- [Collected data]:
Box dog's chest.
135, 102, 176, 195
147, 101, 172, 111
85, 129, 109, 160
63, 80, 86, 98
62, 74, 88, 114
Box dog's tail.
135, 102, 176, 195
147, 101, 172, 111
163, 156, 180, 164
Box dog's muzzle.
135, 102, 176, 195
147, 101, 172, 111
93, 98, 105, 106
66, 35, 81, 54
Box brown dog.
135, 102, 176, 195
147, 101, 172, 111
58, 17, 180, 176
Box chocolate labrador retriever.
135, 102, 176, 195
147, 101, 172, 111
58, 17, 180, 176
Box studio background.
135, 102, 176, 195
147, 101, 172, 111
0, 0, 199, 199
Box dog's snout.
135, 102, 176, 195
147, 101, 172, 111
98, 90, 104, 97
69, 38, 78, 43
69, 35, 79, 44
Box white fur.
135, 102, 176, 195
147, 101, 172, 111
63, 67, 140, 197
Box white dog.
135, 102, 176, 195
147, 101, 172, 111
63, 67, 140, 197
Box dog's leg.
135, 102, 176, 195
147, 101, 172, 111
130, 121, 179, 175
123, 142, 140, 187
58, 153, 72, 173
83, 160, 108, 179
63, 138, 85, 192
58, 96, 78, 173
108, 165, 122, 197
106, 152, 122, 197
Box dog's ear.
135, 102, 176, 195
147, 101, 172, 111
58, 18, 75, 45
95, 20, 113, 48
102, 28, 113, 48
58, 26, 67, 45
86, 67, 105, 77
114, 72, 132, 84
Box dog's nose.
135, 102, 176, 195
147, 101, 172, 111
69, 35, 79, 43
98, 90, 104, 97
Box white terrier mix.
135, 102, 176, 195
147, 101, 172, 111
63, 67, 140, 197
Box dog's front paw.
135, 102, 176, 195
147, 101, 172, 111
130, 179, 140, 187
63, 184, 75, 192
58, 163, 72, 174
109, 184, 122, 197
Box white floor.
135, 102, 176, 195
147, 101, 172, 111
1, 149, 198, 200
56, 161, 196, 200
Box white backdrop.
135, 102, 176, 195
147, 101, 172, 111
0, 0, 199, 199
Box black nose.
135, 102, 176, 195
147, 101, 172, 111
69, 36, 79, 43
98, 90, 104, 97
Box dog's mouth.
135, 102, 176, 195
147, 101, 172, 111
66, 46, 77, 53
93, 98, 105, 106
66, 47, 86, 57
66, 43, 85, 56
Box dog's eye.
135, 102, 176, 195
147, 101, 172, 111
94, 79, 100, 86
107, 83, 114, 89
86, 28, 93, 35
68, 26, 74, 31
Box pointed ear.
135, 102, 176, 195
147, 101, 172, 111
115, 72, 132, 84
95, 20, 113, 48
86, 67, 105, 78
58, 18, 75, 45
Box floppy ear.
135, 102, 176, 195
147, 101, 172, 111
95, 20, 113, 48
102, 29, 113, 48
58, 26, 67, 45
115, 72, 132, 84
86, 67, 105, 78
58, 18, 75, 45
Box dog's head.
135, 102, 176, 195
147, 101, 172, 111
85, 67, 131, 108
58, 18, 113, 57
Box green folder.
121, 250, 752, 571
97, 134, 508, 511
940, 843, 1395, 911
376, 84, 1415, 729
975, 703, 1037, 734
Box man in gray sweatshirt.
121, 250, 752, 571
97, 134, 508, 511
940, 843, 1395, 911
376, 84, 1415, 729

- [Brief]:
Reproduce each record shown above without altering a single word.

- [Result]:
Box dog's chest.
135, 102, 176, 195
147, 101, 172, 111
85, 129, 109, 160
63, 80, 86, 98
62, 74, 88, 114
Box dog's tail.
135, 102, 176, 195
147, 101, 172, 111
163, 156, 180, 164
Box dog's muzzle.
135, 102, 176, 195
147, 101, 172, 111
93, 98, 105, 106
66, 35, 81, 54
Box brown dog.
135, 102, 176, 195
147, 101, 172, 111
58, 17, 180, 176
Box chocolate labrador retriever.
135, 102, 176, 195
147, 101, 172, 111
58, 17, 180, 176
Box studio background.
135, 102, 176, 195
147, 101, 172, 111
0, 0, 199, 199
Box dog's snout.
135, 102, 176, 195
147, 101, 172, 111
98, 90, 104, 97
69, 38, 78, 43
69, 35, 79, 44
Box white fur.
135, 102, 176, 195
147, 101, 172, 111
63, 67, 140, 197
Box white dog.
135, 102, 176, 195
147, 101, 172, 111
63, 67, 140, 197
Box dog's leg.
135, 102, 176, 195
147, 101, 172, 111
130, 121, 179, 175
123, 142, 140, 187
58, 153, 72, 173
83, 160, 108, 179
63, 138, 85, 192
58, 96, 78, 173
108, 165, 122, 197
106, 152, 122, 197
Box dog's ear.
135, 102, 176, 195
147, 101, 172, 111
58, 18, 75, 45
95, 20, 113, 48
102, 28, 113, 48
58, 26, 67, 45
86, 67, 105, 77
114, 72, 132, 84
Box dog's nose.
135, 102, 176, 195
147, 101, 172, 111
69, 35, 79, 43
98, 90, 104, 97
Box white terrier mix.
135, 102, 176, 195
147, 101, 172, 111
63, 67, 140, 197
Box dog's front paw.
135, 102, 176, 195
147, 101, 172, 111
130, 179, 140, 187
63, 184, 75, 192
58, 163, 72, 174
109, 184, 122, 197
Box white floor.
135, 102, 176, 195
147, 101, 172, 111
1, 149, 198, 200
56, 161, 196, 200
Box white backdrop.
135, 102, 176, 195
147, 101, 172, 111
0, 0, 199, 199
Box black nose.
135, 102, 176, 195
147, 101, 172, 111
69, 36, 79, 43
98, 90, 104, 97
Box dog's mouth.
135, 102, 176, 195
147, 101, 172, 111
66, 46, 77, 53
93, 98, 105, 106
66, 47, 86, 57
66, 43, 85, 56
Box dog's eye.
135, 102, 176, 195
147, 101, 172, 111
94, 79, 100, 86
107, 83, 114, 89
86, 28, 93, 35
68, 26, 74, 31
Box pointed ear.
135, 102, 176, 195
147, 101, 172, 111
115, 72, 132, 84
95, 20, 113, 48
86, 67, 105, 78
58, 18, 75, 45
Box floppy ear.
135, 102, 176, 195
147, 101, 172, 111
95, 20, 113, 48
102, 29, 113, 48
58, 26, 67, 45
115, 72, 132, 84
86, 67, 105, 78
58, 18, 75, 45
Box dog's head.
135, 102, 176, 195
147, 101, 172, 111
85, 67, 131, 108
58, 18, 113, 57
Box green folder.
121, 250, 752, 571
97, 134, 508, 511
940, 843, 1395, 911
376, 84, 1415, 729
975, 703, 1037, 734
Box man in gray sweatshirt.
121, 250, 752, 571
97, 134, 508, 511
940, 843, 1395, 911
376, 84, 1415, 729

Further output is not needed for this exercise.